**What this task involves:**
Report every line in the listing below that contains the word "with", copying each such line in full. Treat uppercase and lowercase as different when matching.

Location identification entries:

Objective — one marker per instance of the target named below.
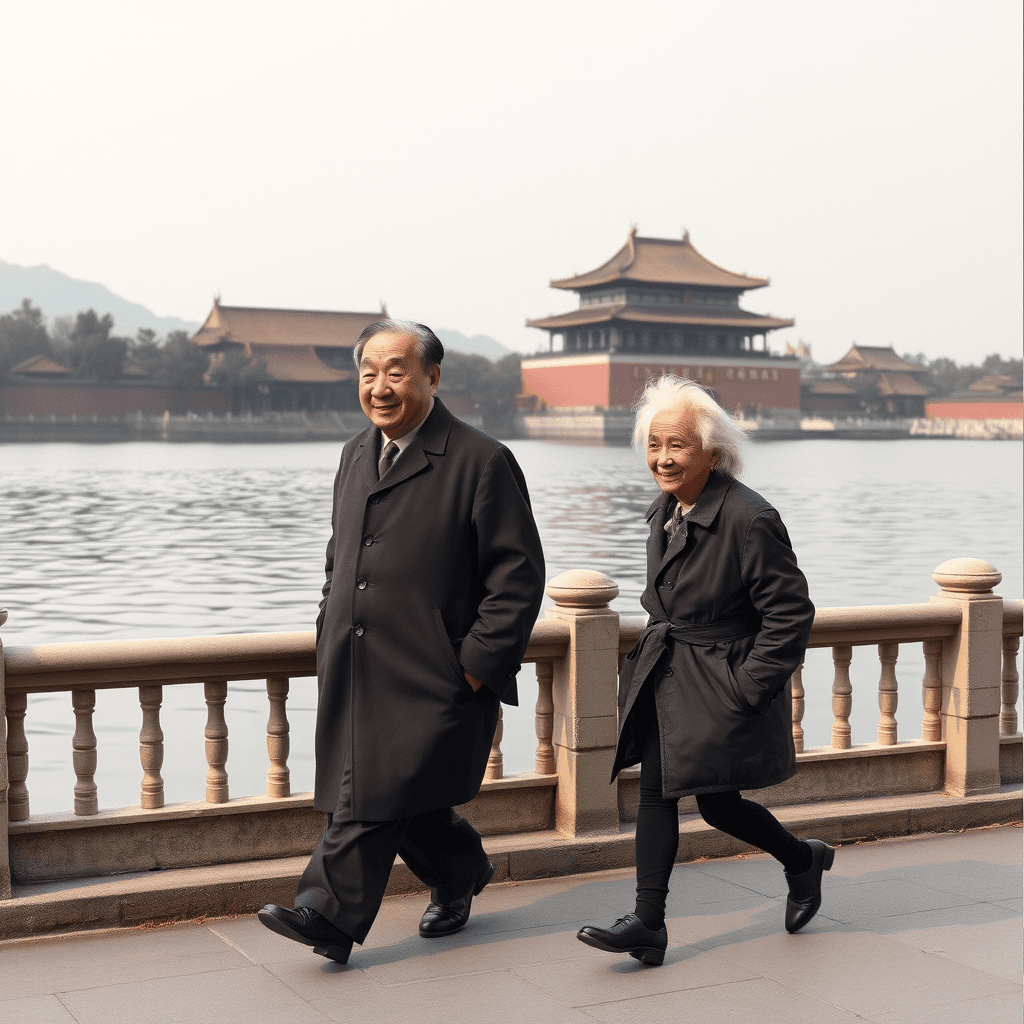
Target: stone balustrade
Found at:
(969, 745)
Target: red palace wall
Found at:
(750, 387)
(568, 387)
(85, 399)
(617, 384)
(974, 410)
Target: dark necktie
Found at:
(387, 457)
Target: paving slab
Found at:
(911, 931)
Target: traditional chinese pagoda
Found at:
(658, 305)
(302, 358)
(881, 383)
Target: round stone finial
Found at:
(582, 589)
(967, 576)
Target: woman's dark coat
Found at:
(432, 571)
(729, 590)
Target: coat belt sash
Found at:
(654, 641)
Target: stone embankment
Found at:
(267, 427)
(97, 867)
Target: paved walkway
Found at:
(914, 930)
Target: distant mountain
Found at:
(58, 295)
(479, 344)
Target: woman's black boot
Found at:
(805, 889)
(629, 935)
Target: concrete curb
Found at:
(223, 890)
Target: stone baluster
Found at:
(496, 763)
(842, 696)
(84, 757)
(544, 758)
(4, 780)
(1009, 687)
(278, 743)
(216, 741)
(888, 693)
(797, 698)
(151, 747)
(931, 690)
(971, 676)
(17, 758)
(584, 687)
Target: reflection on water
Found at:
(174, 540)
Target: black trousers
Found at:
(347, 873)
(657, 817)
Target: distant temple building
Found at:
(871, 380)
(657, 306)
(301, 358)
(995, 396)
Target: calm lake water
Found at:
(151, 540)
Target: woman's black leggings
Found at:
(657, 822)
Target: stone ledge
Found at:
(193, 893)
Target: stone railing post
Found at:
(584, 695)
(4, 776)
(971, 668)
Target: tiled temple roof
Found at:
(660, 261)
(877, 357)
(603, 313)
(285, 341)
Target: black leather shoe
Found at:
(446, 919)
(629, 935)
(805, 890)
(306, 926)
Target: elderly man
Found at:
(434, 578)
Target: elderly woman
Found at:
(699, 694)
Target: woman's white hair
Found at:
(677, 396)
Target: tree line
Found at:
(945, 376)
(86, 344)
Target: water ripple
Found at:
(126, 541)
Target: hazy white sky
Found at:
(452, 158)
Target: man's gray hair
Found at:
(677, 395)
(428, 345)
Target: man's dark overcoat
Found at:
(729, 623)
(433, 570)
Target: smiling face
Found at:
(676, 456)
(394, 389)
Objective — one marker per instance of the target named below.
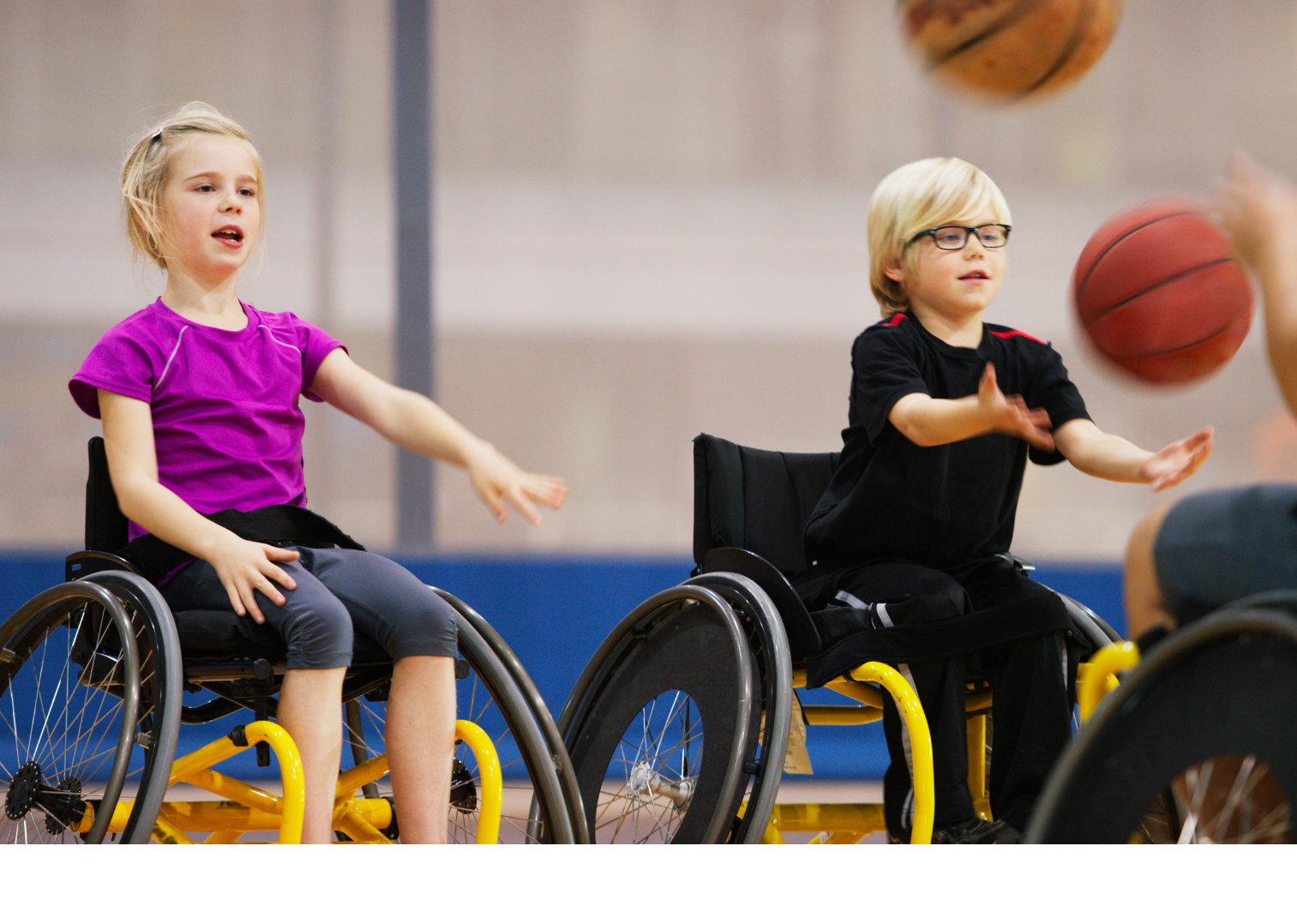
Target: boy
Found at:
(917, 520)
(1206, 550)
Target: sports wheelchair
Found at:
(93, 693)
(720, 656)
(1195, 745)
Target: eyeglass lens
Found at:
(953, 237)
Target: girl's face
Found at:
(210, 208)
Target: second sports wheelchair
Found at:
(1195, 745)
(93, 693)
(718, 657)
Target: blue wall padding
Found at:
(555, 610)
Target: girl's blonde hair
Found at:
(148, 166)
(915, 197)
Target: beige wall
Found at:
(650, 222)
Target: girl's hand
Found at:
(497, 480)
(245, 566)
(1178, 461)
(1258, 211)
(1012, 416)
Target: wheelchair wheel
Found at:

==

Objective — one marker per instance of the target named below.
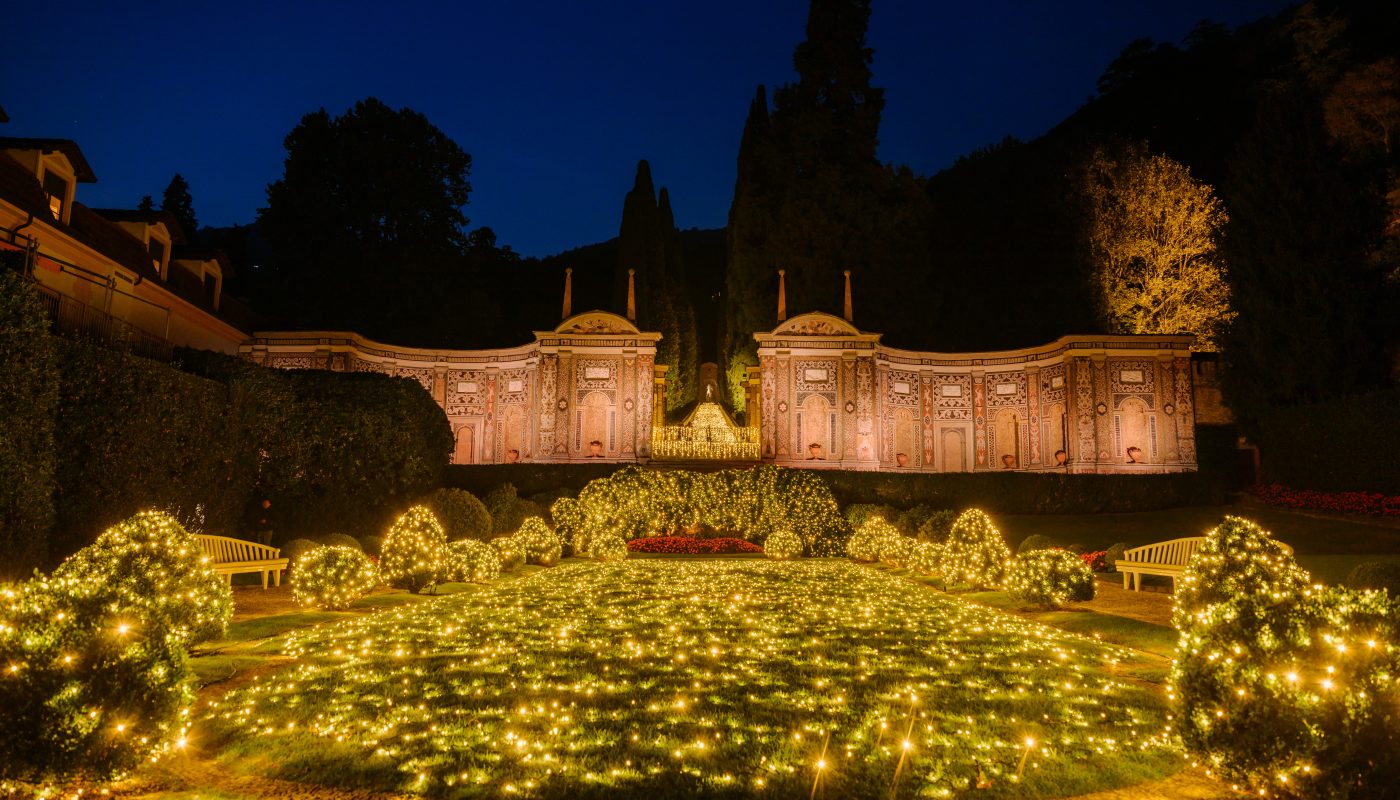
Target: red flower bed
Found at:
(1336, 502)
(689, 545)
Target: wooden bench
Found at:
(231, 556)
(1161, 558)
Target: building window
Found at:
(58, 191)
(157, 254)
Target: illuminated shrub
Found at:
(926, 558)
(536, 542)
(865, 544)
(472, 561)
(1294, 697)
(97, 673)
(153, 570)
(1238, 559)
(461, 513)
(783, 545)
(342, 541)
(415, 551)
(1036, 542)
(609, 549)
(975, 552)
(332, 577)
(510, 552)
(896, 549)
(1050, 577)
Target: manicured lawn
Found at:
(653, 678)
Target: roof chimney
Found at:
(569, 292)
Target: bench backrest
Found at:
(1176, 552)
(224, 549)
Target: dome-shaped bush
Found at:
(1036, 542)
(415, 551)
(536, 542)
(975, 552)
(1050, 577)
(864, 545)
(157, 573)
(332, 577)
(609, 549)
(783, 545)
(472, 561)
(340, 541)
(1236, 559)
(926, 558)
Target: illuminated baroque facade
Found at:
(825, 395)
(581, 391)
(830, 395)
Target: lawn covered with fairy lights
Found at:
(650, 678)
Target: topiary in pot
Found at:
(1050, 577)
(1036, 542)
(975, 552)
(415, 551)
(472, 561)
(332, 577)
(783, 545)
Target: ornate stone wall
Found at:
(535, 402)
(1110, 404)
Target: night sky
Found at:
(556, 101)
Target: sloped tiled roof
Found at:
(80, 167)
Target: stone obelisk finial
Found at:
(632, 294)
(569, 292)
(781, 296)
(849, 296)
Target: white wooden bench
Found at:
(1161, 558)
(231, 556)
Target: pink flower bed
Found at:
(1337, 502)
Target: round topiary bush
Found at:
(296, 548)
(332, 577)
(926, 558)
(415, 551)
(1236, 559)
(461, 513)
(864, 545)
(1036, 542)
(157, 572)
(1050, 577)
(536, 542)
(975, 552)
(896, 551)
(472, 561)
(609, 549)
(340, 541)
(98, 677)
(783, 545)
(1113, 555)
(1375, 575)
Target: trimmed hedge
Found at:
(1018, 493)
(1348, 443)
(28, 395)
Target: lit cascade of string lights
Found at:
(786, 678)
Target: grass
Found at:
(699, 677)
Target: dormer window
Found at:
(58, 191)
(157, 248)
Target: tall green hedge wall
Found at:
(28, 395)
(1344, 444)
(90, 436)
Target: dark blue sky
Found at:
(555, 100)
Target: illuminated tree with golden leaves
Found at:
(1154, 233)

--

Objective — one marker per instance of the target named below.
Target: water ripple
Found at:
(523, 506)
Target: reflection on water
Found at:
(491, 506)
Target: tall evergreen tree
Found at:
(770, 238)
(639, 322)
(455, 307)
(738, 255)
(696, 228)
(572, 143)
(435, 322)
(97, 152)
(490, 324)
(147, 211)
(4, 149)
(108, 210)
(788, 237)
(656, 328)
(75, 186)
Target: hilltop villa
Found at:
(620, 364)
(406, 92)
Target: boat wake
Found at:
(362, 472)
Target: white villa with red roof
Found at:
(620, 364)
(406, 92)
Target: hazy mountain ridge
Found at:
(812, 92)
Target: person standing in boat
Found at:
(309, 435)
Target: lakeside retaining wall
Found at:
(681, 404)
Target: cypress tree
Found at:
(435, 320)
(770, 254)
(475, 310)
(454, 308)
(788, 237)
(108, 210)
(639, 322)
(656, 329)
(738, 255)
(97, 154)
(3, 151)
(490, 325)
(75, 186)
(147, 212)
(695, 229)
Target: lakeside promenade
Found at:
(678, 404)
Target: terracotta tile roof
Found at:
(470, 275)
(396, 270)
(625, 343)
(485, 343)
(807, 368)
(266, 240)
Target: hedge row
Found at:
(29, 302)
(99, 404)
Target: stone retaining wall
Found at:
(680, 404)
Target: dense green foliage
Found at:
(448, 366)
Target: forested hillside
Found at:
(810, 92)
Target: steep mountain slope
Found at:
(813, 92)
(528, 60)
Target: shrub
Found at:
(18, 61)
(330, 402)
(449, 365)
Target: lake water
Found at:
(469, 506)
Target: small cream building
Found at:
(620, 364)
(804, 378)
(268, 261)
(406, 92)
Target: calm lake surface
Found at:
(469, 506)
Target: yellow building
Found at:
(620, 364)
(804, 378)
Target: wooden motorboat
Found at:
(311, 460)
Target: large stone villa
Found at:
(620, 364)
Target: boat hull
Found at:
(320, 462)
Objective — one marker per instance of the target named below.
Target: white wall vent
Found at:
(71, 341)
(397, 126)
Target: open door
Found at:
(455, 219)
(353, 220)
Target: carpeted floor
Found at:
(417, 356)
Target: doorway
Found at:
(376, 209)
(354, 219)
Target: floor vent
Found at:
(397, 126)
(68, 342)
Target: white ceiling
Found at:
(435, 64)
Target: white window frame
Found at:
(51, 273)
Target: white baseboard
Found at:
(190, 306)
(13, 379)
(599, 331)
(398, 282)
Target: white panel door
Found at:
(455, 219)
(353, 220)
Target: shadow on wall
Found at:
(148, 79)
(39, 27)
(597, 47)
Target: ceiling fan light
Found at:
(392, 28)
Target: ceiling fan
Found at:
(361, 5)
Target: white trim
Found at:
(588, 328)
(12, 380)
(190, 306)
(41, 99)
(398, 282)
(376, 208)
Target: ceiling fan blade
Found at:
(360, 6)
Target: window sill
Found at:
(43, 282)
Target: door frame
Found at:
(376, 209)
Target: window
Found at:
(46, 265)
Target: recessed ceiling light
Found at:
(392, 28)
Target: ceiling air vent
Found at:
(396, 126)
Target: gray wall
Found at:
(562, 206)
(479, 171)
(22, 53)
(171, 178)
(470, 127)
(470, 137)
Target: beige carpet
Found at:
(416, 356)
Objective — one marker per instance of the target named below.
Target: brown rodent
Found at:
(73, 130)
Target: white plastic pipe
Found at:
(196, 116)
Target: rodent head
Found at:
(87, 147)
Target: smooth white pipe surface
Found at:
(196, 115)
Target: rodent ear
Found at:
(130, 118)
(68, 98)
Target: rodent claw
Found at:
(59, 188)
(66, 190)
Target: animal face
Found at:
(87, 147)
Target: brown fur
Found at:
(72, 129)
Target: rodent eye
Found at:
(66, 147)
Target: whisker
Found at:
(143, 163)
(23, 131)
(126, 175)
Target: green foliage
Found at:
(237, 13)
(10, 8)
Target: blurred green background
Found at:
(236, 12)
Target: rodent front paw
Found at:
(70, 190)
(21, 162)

**Expected answer:**
Target: lawn covered with fairy lights
Target: illuminated tree with golden leaves
Target: white villa with red roof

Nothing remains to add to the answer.